» WORK INSTRUCTION: With the line that contains "pixel 415 311" as the final line, return every line from the start of the data below exactly.

» Dataset records:

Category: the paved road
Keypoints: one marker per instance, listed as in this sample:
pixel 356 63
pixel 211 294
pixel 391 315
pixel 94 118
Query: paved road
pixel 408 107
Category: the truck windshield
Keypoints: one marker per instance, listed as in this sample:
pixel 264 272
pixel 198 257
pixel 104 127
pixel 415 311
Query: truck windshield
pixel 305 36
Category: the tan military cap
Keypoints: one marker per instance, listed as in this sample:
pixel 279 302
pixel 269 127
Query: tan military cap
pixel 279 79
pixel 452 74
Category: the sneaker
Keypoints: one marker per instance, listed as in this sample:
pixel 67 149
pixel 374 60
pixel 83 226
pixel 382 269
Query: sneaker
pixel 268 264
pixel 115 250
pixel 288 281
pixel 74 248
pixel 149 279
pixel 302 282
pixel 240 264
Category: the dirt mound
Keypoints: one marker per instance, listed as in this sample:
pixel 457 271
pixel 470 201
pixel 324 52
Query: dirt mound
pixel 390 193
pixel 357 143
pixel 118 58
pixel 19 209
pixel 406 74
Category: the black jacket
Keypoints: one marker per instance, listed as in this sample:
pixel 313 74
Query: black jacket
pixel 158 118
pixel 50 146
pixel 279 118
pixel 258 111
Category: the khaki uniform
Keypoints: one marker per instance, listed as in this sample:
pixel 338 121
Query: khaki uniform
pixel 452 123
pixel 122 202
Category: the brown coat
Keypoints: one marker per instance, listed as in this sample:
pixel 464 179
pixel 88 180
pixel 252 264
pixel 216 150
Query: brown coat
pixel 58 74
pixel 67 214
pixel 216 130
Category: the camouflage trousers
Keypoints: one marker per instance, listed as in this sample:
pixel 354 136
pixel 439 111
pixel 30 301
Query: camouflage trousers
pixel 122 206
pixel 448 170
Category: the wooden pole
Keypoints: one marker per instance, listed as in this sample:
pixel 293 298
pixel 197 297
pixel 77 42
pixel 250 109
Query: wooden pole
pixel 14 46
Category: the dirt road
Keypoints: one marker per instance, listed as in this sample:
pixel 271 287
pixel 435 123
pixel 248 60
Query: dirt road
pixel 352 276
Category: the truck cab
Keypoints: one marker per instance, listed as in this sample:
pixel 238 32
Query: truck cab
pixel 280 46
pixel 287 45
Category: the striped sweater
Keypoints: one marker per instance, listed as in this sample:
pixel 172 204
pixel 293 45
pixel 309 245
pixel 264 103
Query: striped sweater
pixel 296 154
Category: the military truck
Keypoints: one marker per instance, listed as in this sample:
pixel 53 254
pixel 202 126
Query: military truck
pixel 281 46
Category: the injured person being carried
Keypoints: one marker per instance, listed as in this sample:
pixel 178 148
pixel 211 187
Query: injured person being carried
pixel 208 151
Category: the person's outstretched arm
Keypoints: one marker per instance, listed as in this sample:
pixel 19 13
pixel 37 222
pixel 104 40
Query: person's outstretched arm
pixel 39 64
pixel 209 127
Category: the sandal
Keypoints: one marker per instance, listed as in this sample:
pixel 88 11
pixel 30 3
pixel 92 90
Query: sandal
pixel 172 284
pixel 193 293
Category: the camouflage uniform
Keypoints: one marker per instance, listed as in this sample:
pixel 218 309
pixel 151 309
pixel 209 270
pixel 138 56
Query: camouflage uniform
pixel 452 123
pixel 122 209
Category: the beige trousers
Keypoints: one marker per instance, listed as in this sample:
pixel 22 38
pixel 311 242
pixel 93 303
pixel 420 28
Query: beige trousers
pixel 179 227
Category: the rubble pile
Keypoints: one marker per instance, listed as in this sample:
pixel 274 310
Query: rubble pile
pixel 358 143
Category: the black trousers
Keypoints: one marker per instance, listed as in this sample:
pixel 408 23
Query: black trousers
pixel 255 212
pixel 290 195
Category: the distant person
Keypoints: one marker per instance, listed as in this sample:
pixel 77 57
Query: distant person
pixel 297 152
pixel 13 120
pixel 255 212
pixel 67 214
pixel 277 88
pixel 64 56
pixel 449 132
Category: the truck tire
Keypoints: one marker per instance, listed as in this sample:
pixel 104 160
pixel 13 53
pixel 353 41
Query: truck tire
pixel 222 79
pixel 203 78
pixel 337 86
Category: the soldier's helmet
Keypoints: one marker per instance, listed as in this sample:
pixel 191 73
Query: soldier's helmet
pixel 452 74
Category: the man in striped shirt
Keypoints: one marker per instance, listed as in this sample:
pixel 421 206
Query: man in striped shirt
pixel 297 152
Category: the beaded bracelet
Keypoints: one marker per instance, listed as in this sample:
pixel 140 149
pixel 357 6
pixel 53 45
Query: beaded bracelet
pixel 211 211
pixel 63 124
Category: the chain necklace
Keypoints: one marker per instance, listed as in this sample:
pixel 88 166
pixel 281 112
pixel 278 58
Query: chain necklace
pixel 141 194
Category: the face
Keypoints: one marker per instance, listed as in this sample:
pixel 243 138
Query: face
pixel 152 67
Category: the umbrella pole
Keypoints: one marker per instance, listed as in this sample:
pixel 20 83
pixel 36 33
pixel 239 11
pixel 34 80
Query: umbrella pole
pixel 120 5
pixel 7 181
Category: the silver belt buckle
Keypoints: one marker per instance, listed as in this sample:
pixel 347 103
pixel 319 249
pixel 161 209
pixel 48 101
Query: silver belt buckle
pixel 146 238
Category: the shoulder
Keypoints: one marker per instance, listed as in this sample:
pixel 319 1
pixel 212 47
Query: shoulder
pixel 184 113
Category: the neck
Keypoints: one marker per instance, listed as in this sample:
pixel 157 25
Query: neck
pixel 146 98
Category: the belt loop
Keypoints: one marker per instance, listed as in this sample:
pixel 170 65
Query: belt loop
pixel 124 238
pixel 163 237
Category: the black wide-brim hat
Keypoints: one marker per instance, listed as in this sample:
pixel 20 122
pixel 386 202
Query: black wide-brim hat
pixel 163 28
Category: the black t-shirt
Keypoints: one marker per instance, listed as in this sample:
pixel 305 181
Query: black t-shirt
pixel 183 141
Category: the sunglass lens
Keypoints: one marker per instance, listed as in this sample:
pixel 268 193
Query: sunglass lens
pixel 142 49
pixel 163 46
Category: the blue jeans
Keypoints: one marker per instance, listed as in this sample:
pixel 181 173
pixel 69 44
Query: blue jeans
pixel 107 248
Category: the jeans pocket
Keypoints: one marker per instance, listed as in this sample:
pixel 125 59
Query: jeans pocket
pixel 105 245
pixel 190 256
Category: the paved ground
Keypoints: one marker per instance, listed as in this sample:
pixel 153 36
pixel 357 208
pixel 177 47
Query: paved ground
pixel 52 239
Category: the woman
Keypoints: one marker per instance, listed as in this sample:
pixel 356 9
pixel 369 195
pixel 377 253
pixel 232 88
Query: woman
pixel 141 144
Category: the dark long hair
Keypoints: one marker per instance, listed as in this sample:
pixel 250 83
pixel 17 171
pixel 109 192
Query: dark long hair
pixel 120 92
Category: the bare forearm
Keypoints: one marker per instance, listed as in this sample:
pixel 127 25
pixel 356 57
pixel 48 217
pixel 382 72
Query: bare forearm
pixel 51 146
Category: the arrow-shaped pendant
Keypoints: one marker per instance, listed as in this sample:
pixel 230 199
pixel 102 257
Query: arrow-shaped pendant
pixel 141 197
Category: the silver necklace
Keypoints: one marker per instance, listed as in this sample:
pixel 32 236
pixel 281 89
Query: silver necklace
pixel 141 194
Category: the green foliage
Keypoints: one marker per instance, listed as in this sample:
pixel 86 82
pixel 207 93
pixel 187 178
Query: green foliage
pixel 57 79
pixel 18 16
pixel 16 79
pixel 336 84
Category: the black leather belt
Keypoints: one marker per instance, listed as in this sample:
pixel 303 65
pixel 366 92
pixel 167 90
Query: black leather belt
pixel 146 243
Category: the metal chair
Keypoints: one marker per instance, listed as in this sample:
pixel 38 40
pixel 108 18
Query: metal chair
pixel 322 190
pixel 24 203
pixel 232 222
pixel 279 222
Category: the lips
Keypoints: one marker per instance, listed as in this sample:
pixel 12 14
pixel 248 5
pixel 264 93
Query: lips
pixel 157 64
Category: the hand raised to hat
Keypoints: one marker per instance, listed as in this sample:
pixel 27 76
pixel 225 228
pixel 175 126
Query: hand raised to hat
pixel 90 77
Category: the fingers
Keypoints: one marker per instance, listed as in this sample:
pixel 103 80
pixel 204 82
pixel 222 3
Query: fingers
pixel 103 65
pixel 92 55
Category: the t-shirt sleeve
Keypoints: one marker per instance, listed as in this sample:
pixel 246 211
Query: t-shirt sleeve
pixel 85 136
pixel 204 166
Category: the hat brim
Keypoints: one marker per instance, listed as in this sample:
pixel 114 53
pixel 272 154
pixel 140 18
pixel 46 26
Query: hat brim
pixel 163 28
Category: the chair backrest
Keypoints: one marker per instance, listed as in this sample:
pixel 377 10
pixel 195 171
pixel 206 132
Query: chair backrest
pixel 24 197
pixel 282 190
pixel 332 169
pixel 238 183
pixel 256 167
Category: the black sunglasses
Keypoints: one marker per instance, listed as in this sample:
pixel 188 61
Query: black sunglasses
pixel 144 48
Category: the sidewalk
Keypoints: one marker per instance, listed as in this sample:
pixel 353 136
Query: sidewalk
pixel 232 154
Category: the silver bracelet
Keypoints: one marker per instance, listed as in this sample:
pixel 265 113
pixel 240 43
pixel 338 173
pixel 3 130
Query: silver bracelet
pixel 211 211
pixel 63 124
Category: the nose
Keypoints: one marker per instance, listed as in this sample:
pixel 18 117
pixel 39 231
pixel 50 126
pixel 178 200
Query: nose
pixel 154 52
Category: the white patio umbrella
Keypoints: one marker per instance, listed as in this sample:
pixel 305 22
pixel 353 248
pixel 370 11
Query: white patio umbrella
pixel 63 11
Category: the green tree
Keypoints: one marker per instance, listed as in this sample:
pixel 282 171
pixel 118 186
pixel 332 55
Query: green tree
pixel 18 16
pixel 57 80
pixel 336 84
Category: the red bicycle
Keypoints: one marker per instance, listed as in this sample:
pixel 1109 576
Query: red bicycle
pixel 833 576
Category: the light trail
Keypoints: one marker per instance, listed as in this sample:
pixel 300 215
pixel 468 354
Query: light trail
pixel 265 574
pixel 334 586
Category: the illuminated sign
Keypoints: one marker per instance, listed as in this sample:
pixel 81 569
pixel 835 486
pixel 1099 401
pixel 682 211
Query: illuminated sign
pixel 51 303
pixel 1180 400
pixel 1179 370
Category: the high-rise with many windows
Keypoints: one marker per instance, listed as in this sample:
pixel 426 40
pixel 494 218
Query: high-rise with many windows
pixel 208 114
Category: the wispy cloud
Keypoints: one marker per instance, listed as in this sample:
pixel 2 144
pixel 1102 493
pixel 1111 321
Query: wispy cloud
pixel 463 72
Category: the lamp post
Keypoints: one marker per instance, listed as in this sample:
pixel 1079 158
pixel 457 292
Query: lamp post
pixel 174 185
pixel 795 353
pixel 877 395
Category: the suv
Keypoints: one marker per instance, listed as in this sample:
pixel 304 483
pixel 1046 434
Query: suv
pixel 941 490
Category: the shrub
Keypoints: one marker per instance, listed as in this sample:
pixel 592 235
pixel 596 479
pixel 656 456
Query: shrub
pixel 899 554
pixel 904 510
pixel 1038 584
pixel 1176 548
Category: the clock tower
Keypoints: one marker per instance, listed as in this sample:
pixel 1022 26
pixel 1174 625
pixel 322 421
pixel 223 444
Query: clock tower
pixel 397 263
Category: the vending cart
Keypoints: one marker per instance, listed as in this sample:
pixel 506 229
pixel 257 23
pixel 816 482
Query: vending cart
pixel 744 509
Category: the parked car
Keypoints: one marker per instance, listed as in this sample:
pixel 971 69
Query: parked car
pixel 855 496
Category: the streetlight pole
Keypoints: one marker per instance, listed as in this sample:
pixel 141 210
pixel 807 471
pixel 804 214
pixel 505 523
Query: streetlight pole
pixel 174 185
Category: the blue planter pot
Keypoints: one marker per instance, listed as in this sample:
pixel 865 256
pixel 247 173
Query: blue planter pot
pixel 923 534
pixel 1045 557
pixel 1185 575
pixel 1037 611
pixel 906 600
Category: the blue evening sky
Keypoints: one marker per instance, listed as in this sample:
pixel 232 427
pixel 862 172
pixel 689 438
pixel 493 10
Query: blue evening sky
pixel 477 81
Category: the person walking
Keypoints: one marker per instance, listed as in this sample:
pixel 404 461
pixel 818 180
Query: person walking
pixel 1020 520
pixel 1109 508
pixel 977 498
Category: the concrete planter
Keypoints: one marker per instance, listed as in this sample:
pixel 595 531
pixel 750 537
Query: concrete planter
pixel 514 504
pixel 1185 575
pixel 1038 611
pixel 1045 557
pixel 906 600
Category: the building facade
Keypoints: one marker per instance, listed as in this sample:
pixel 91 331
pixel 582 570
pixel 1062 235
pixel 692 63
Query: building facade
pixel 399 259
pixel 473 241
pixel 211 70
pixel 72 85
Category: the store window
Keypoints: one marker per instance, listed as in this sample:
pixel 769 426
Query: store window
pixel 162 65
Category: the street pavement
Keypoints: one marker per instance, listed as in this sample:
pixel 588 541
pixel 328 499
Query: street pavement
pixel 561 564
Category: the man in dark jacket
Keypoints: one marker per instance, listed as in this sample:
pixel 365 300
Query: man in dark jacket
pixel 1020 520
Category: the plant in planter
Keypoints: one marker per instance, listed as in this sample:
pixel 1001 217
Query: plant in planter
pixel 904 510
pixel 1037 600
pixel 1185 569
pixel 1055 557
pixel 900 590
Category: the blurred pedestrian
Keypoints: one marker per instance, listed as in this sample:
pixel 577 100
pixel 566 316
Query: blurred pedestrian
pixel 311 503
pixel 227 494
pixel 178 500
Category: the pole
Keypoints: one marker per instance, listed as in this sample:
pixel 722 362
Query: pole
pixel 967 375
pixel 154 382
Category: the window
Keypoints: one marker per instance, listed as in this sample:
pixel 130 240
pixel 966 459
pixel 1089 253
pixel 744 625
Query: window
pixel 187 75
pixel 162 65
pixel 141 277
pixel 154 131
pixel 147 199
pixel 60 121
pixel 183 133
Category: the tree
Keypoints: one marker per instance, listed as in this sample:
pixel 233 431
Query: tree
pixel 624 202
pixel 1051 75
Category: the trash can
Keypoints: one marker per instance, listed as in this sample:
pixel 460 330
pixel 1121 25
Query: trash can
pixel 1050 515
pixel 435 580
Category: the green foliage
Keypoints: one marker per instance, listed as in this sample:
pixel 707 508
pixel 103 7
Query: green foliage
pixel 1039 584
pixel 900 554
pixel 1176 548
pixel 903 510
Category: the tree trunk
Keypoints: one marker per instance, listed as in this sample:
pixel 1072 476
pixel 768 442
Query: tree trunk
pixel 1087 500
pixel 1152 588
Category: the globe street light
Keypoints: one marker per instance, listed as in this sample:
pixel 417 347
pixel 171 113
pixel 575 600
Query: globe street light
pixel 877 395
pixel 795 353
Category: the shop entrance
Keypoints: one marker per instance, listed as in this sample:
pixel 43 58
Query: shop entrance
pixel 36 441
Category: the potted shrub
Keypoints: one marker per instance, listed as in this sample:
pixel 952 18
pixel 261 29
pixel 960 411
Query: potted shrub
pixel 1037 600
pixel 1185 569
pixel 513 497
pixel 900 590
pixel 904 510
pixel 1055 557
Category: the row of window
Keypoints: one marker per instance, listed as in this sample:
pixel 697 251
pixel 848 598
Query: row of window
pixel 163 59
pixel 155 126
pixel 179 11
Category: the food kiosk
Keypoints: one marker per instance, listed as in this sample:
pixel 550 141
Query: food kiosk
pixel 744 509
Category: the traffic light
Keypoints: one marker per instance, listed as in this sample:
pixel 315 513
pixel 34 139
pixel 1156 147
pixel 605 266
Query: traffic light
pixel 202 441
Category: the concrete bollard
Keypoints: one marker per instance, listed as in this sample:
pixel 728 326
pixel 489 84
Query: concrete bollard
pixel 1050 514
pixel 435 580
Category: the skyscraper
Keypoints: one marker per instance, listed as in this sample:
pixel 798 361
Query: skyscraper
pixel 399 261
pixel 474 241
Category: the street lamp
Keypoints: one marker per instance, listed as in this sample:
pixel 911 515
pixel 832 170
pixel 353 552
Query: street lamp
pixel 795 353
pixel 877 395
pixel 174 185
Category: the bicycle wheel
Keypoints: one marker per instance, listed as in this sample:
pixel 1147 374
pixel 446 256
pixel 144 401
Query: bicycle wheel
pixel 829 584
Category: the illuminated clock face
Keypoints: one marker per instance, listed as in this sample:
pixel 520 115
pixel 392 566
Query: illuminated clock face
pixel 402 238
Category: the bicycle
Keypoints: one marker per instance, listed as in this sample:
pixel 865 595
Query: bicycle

» ANSWER AREA:
Category: the paved road
Keypoints: one marker per instance, listed as in this sample:
pixel 356 63
pixel 211 294
pixel 391 315
pixel 94 118
Query: paved road
pixel 408 107
Category: the truck windshield
Keypoints: one marker per instance, listed as in this sample:
pixel 264 272
pixel 198 257
pixel 104 127
pixel 415 311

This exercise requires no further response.